Goal: Please revise the listing below by replacing every "Annotate" with "Label" and keeping everything else the same. Omit the pictures from your answer.

● ● ● ● ●

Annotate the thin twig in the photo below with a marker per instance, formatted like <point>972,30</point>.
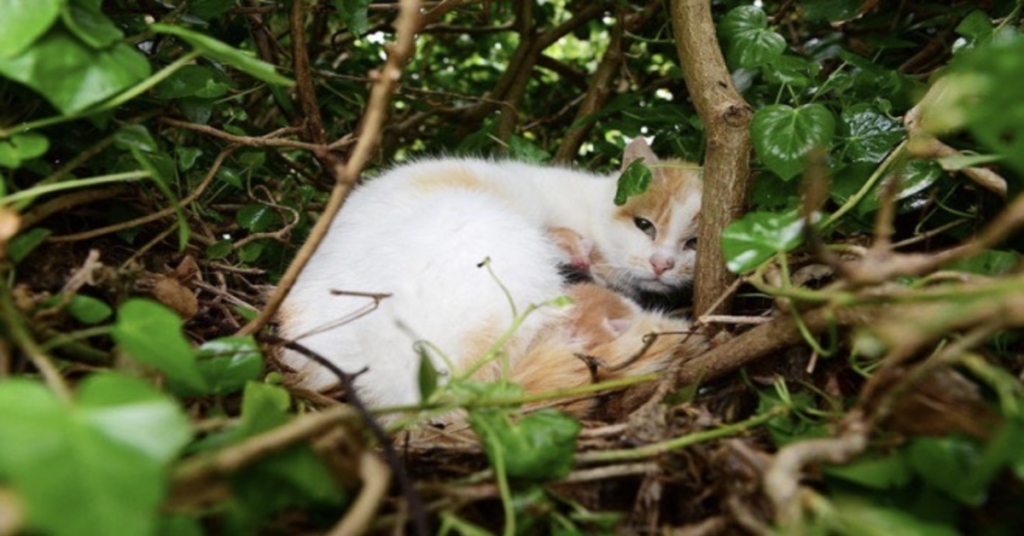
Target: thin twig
<point>23,338</point>
<point>346,175</point>
<point>169,211</point>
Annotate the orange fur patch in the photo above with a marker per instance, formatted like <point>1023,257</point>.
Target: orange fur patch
<point>451,179</point>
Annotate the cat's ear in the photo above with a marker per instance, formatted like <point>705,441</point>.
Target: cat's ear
<point>638,149</point>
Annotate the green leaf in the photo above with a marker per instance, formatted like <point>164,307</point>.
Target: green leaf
<point>829,9</point>
<point>869,133</point>
<point>948,463</point>
<point>24,22</point>
<point>186,157</point>
<point>914,176</point>
<point>755,238</point>
<point>353,13</point>
<point>196,81</point>
<point>957,162</point>
<point>208,9</point>
<point>257,217</point>
<point>634,181</point>
<point>526,151</point>
<point>135,136</point>
<point>989,262</point>
<point>152,334</point>
<point>73,76</point>
<point>88,310</point>
<point>23,147</point>
<point>197,110</point>
<point>224,53</point>
<point>540,447</point>
<point>976,26</point>
<point>25,243</point>
<point>749,42</point>
<point>856,517</point>
<point>97,466</point>
<point>782,135</point>
<point>219,249</point>
<point>85,18</point>
<point>227,364</point>
<point>251,252</point>
<point>264,407</point>
<point>993,108</point>
<point>791,70</point>
<point>427,376</point>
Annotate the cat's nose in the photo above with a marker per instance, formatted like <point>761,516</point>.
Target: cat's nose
<point>660,263</point>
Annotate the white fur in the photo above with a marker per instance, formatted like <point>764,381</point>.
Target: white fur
<point>423,245</point>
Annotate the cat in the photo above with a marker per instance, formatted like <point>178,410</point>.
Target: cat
<point>420,234</point>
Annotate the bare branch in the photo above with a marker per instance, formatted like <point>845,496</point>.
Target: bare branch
<point>727,118</point>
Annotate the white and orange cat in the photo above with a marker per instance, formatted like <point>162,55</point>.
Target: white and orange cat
<point>419,234</point>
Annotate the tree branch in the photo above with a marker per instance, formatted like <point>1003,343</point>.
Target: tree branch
<point>346,175</point>
<point>726,117</point>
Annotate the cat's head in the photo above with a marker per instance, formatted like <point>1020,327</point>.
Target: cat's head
<point>650,244</point>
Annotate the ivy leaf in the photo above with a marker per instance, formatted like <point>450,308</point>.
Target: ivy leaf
<point>526,151</point>
<point>23,147</point>
<point>634,181</point>
<point>207,9</point>
<point>24,22</point>
<point>219,249</point>
<point>755,238</point>
<point>226,364</point>
<point>97,466</point>
<point>224,53</point>
<point>353,13</point>
<point>832,10</point>
<point>85,18</point>
<point>427,376</point>
<point>151,333</point>
<point>749,41</point>
<point>88,310</point>
<point>989,262</point>
<point>958,458</point>
<point>791,70</point>
<point>196,81</point>
<point>782,135</point>
<point>857,516</point>
<point>540,447</point>
<point>73,76</point>
<point>870,134</point>
<point>993,111</point>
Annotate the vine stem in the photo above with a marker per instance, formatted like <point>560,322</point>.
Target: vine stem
<point>138,89</point>
<point>346,175</point>
<point>20,335</point>
<point>71,184</point>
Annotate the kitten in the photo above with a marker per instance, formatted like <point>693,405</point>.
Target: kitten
<point>419,234</point>
<point>604,326</point>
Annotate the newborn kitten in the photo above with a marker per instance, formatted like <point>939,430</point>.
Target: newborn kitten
<point>419,234</point>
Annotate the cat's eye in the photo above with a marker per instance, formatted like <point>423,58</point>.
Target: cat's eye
<point>645,225</point>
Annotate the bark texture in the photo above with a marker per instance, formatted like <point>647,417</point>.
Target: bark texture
<point>727,118</point>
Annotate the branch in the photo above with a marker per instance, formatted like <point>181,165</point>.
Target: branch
<point>764,340</point>
<point>727,118</point>
<point>346,175</point>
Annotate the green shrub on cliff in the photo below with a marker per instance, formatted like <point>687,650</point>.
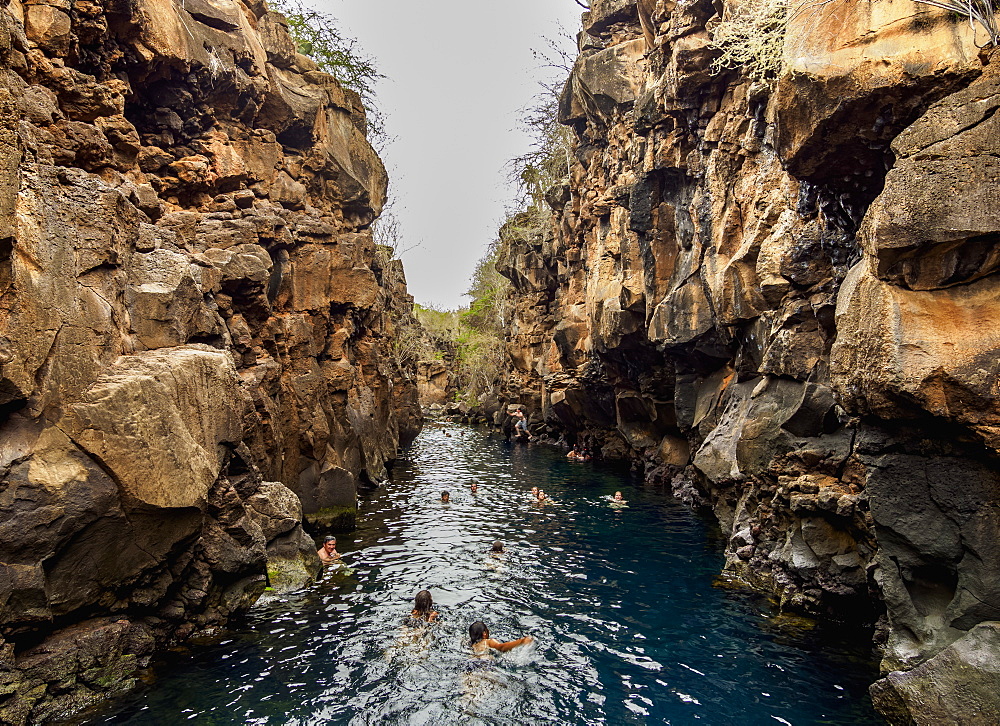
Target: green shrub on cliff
<point>983,12</point>
<point>751,38</point>
<point>317,35</point>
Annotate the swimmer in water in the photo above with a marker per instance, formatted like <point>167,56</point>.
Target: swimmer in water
<point>328,552</point>
<point>617,501</point>
<point>422,604</point>
<point>479,635</point>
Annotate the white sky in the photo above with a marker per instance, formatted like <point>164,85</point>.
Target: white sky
<point>458,72</point>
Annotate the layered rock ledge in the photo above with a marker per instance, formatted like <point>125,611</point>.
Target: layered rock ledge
<point>778,297</point>
<point>195,330</point>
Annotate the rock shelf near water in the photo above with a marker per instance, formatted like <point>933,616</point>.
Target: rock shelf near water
<point>195,337</point>
<point>780,298</point>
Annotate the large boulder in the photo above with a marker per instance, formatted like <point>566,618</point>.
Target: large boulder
<point>960,685</point>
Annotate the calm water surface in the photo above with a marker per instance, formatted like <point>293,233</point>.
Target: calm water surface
<point>629,628</point>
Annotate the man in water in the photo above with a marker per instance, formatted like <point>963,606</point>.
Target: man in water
<point>423,610</point>
<point>479,634</point>
<point>328,552</point>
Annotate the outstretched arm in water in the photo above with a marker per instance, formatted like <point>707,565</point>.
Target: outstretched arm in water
<point>509,645</point>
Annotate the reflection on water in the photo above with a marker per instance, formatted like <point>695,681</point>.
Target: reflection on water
<point>628,627</point>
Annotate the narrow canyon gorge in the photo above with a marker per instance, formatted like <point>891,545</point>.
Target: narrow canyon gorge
<point>776,296</point>
<point>196,337</point>
<point>770,291</point>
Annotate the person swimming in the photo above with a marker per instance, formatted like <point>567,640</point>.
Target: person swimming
<point>328,552</point>
<point>617,502</point>
<point>482,643</point>
<point>422,604</point>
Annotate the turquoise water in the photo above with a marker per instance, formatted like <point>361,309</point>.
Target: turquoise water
<point>629,628</point>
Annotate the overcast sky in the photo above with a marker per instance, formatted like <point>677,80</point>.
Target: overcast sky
<point>458,72</point>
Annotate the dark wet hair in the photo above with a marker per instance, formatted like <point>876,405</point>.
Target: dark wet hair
<point>477,631</point>
<point>422,601</point>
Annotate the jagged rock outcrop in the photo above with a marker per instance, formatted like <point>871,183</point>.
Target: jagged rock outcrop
<point>779,298</point>
<point>195,330</point>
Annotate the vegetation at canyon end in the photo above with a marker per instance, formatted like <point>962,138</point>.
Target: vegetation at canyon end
<point>472,339</point>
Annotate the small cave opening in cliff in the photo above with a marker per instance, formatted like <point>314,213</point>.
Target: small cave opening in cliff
<point>12,402</point>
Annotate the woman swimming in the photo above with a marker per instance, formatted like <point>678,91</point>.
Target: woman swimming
<point>479,635</point>
<point>422,604</point>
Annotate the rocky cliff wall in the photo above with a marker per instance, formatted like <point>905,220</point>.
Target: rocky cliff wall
<point>778,296</point>
<point>195,330</point>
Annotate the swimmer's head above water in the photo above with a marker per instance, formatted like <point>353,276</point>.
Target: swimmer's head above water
<point>423,601</point>
<point>422,604</point>
<point>478,631</point>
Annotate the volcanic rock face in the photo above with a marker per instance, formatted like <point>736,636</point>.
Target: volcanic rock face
<point>194,331</point>
<point>780,296</point>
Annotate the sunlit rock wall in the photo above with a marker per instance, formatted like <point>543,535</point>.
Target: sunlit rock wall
<point>779,297</point>
<point>195,330</point>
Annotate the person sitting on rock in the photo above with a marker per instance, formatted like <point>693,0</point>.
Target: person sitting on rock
<point>422,604</point>
<point>520,425</point>
<point>328,552</point>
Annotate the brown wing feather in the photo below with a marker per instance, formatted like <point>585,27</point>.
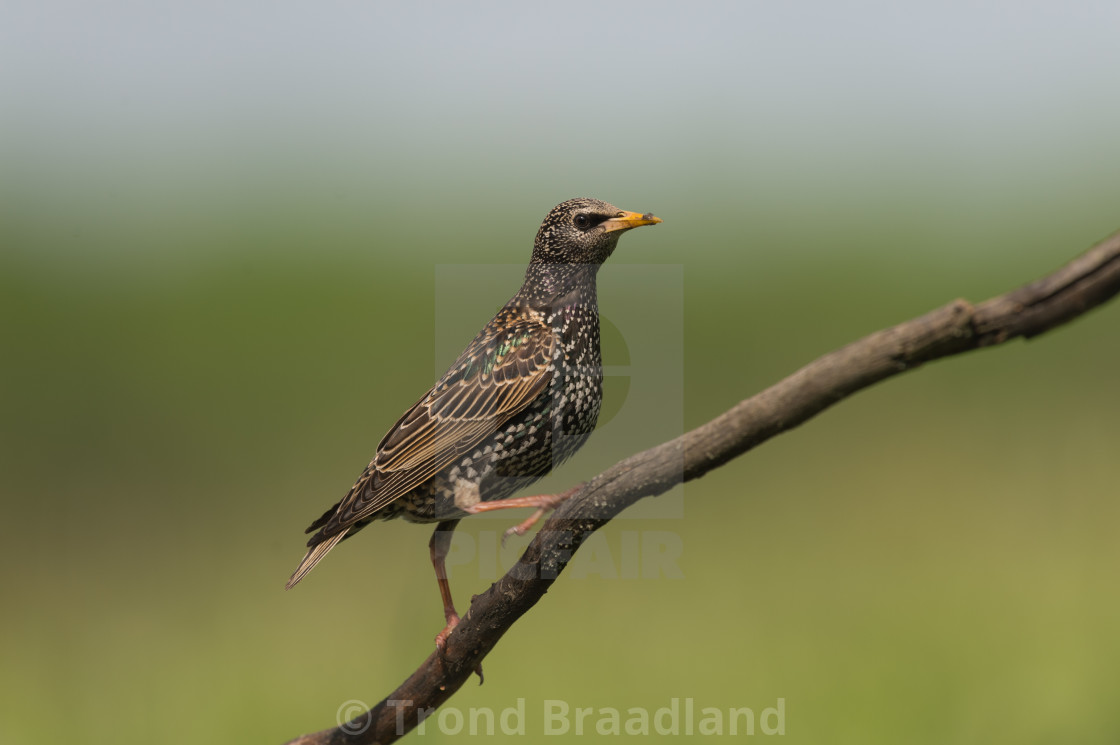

● ● ● ● ●

Solution to this task:
Label the thin twig in the photo below with a marker per instance, formatted like <point>972,30</point>.
Target: thin twig
<point>23,338</point>
<point>346,175</point>
<point>169,211</point>
Label the orange fur patch in the photo above with a marker per instance, formatted like <point>1023,257</point>.
Target: orange fur patch
<point>451,179</point>
Label the cat's ear in the photo above with a marker per instance, formatted like <point>705,441</point>.
Target: cat's ear
<point>638,149</point>
Label the green leaf in the photo above with a marker per instance, formatted like <point>164,307</point>.
Target: green leaf
<point>829,9</point>
<point>869,133</point>
<point>948,463</point>
<point>24,22</point>
<point>186,157</point>
<point>914,176</point>
<point>755,238</point>
<point>353,13</point>
<point>196,81</point>
<point>957,162</point>
<point>208,9</point>
<point>257,217</point>
<point>634,181</point>
<point>526,151</point>
<point>135,136</point>
<point>989,262</point>
<point>152,334</point>
<point>73,76</point>
<point>88,310</point>
<point>23,147</point>
<point>197,110</point>
<point>224,53</point>
<point>540,447</point>
<point>976,26</point>
<point>25,243</point>
<point>749,42</point>
<point>856,517</point>
<point>97,466</point>
<point>782,135</point>
<point>219,249</point>
<point>85,18</point>
<point>227,364</point>
<point>251,252</point>
<point>264,407</point>
<point>993,108</point>
<point>791,70</point>
<point>427,376</point>
Label the cat's nose in the photo above with a marker per instance, formatted like <point>761,516</point>.
Target: cat's nose
<point>660,263</point>
Label the white fur in the photo above with a marker per instance, formatted like <point>764,381</point>.
Target: white fur
<point>423,245</point>
Label the cat in the photo above with a marker per instance, formatted like <point>178,410</point>.
Target: cat
<point>420,234</point>
Label the bare branch in the photo above with a marker per instance, formatted like <point>845,496</point>.
Target: bare branch
<point>727,118</point>
Label the white and orange cat in the photo above with a marker per instance, formatted like <point>162,55</point>.
Target: white and orange cat
<point>419,234</point>
Label the tree branch in the photo above with a marker per instance, formatted like <point>1003,343</point>.
Target: tree branch
<point>346,175</point>
<point>726,117</point>
Label the cat's head in the photo above with a marker per instance, formatted like <point>1020,327</point>.
Target: cat's head
<point>650,244</point>
Label the ivy leaf in the photo above with a marker per instance, formatted like <point>450,308</point>.
Target: ivy leaf
<point>526,151</point>
<point>23,147</point>
<point>634,181</point>
<point>207,9</point>
<point>24,22</point>
<point>219,249</point>
<point>755,238</point>
<point>226,364</point>
<point>97,466</point>
<point>224,53</point>
<point>353,13</point>
<point>832,10</point>
<point>85,18</point>
<point>427,376</point>
<point>151,333</point>
<point>749,41</point>
<point>88,310</point>
<point>989,262</point>
<point>958,458</point>
<point>791,70</point>
<point>196,81</point>
<point>782,135</point>
<point>857,516</point>
<point>540,447</point>
<point>73,76</point>
<point>870,134</point>
<point>993,111</point>
Label the vine stem in the photo above with a marker per instance, formatted like <point>560,322</point>.
Target: vine stem
<point>138,89</point>
<point>346,175</point>
<point>20,335</point>
<point>71,184</point>
Label the kitten in the photo above with a marker per instance, formatted like <point>693,405</point>.
Target: kitten
<point>419,234</point>
<point>604,326</point>
Label the newborn kitten in the photo above with a marker per instance, formatted like <point>939,430</point>.
Target: newborn kitten
<point>419,234</point>
Label the cat's eye in the photo above with a marker per instance, formatted like <point>423,58</point>.
Target: cat's eye
<point>645,225</point>
Label the bark texture in the photo above with a marker per instance, formatted like <point>647,417</point>.
Target: bark texture
<point>727,118</point>
Label the branch in the photo above with a marker per instance, formatted like <point>181,165</point>.
Target: branch
<point>764,340</point>
<point>727,118</point>
<point>346,175</point>
Label the green shrub on cliff in the photo below with a marker per instance, formatted like <point>687,650</point>.
Target: green shrub on cliff
<point>983,12</point>
<point>751,38</point>
<point>317,35</point>
Label the swimmer in water in the photo above with a marker per instance, formatted like <point>167,56</point>.
Target: swimmer in water
<point>328,552</point>
<point>617,501</point>
<point>422,604</point>
<point>479,635</point>
Label the white sky in the photo above with a marker per instance, formatted like <point>164,85</point>.
Target: white sky
<point>458,72</point>
Label the layered rock ledge in the photo above with a marker per instance, formatted like <point>125,611</point>.
Target: layered rock ledge
<point>778,297</point>
<point>195,330</point>
Label the rock shelf near water in the photo above with a marker per instance, formatted like <point>933,616</point>.
Target: rock shelf near water
<point>195,337</point>
<point>780,298</point>
Label the large boulder in the photo above with a marker per instance, formatted like <point>566,618</point>.
Target: large boulder
<point>960,685</point>
Label the calm water surface in the photo above with a marker per instance, formatted like <point>293,233</point>.
Target: calm water surface
<point>629,628</point>
Label the man in water in the photo above with a marker per instance, formatted like <point>963,606</point>.
Target: man in water
<point>423,610</point>
<point>479,634</point>
<point>328,552</point>
Label the outstretched arm in water in the photo above with a marker per instance, formatted like <point>707,565</point>.
Target: outstretched arm in water
<point>509,645</point>
Label the reflection on water in the photo above with a marker per instance, formatted like <point>695,681</point>.
Target: reflection on water
<point>628,627</point>
Label the narrow canyon gorge in the photo above with a marker per instance, formatted like <point>891,545</point>.
Target: narrow canyon gorge
<point>776,296</point>
<point>196,337</point>
<point>770,291</point>
Label the person swimming in the photo above with a marker per instance, formatted like <point>567,640</point>.
Target: person swimming
<point>328,552</point>
<point>617,502</point>
<point>482,643</point>
<point>422,604</point>
Label the turquoise water in the photo above with a marker per instance, formatted like <point>361,309</point>.
Target: turquoise water
<point>629,628</point>
Label the overcast sky in the photo above with a marker per instance, formatted like <point>677,80</point>.
Target: overcast sky
<point>458,72</point>
Label the dark wet hair in the photo above with a marker per instance, formatted like <point>876,405</point>.
Target: dark wet hair
<point>477,631</point>
<point>422,601</point>
Label the jagged rock outcrop in the photo above with a marker per instance, formatted like <point>871,183</point>.
Target: jagged rock outcrop
<point>779,298</point>
<point>195,330</point>
Label the vegetation at canyon end in the photo above with a marker per instance, formatted like <point>962,138</point>.
Target: vegetation at canyon end
<point>472,339</point>
Label the small cave opening in cliff in the photo above with a marker per instance, formatted like <point>314,213</point>.
Target: small cave opening in cliff
<point>12,402</point>
Label the woman swimming in the photo above with a marker per instance, formatted like <point>678,91</point>.
Target: woman swimming
<point>479,635</point>
<point>422,604</point>
Label the rocky cliff wall in the photo above with a marker per instance, formatted like <point>905,220</point>.
Target: rocky cliff wall
<point>778,296</point>
<point>195,330</point>
Label the swimmer's head above water in the photo above with a marker per instance, formatted like <point>353,276</point>.
Target: swimmer's head above water
<point>423,601</point>
<point>422,604</point>
<point>478,631</point>
Label the volcanic rock face in the photo above with a marker per instance, formatted like <point>736,636</point>.
Target: volcanic rock face
<point>194,331</point>
<point>780,296</point>
Label the sunlit rock wall in the photo above with a marker per instance, formatted like <point>543,535</point>.
Target: sunlit rock wall
<point>779,297</point>
<point>195,330</point>
Label the person sitting on rock in the photo above with a marker per instance, formatted like <point>693,0</point>.
Target: person sitting on rock
<point>422,604</point>
<point>520,425</point>
<point>328,552</point>
Label the brown wing feather in the photo below with a marker per instance, formatted like <point>585,27</point>.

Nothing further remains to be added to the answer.